● **Extracted data**

- - - - - - -

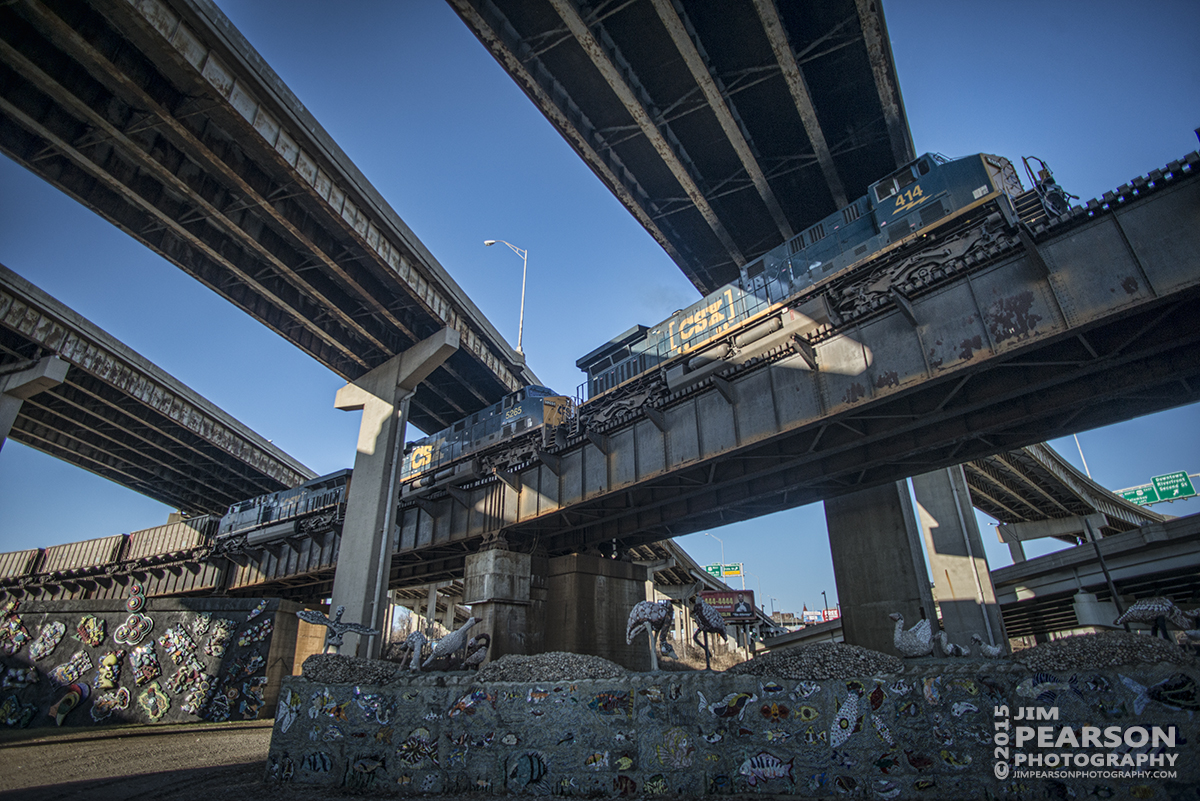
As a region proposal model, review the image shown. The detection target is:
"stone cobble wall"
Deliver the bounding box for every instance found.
[266,660,1200,799]
[0,596,296,729]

- - - - - - -

● **Exercise aim**
Pictures aside, return all the entries above exactly.

● **Answer to the exercise**
As a region proposal model, review the image shown. The detection target is:
"stone cobble wall"
Deliver the bounding box for every instance found.
[266,660,1200,799]
[0,596,296,729]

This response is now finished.